With the line containing "Every instance of the rocky" as the start and the line containing "Every instance of the low" as the end, transcribe that span of the entries below exactly, including both.

Extracted records Start Marker

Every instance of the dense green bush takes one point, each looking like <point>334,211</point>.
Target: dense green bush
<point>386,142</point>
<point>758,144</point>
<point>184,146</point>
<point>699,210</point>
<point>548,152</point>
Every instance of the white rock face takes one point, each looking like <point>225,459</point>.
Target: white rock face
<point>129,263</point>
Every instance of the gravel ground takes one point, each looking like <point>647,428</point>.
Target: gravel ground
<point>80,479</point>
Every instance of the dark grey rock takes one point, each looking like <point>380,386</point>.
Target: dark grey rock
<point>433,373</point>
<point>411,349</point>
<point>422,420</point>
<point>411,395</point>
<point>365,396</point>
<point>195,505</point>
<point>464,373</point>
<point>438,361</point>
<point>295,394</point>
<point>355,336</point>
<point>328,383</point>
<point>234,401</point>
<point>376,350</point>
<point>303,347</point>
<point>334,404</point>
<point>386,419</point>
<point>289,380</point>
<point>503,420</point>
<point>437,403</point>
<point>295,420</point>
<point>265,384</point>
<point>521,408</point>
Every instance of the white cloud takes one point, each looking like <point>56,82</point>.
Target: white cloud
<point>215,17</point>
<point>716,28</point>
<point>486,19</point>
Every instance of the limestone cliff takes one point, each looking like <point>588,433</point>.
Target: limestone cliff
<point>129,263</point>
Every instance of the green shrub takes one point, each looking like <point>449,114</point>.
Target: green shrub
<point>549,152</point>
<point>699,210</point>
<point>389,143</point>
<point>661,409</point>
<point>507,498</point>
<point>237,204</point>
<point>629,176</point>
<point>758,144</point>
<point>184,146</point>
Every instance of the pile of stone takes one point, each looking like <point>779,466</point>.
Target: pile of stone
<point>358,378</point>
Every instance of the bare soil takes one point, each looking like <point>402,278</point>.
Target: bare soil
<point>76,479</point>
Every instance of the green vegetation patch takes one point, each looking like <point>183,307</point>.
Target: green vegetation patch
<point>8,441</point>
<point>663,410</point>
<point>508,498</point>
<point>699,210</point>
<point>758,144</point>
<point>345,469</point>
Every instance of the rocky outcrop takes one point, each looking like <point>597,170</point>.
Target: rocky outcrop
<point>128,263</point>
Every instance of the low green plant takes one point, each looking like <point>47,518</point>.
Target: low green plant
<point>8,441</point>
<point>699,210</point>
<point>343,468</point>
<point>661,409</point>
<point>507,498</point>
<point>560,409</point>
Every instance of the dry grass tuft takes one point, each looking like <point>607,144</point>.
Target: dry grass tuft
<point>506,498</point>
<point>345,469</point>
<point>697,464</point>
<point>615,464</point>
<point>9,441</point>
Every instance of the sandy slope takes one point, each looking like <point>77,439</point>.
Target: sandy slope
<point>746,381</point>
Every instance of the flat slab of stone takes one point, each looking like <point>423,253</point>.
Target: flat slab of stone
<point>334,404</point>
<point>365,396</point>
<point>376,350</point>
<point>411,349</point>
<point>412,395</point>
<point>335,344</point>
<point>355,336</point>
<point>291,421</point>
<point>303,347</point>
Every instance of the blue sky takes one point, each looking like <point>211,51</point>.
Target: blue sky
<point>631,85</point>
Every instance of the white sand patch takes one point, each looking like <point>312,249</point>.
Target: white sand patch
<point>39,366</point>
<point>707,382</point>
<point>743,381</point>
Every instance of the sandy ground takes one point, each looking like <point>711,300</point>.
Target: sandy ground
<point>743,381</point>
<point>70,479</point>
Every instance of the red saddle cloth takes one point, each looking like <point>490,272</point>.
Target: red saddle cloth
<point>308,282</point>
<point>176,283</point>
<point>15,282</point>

Extracted records End Marker

### Output below
Every instance of the rocky outcrop takes one point, each looking like <point>597,170</point>.
Target: rocky outcrop
<point>128,263</point>
Every instance of the low green plant takes one point, each looking like <point>47,518</point>.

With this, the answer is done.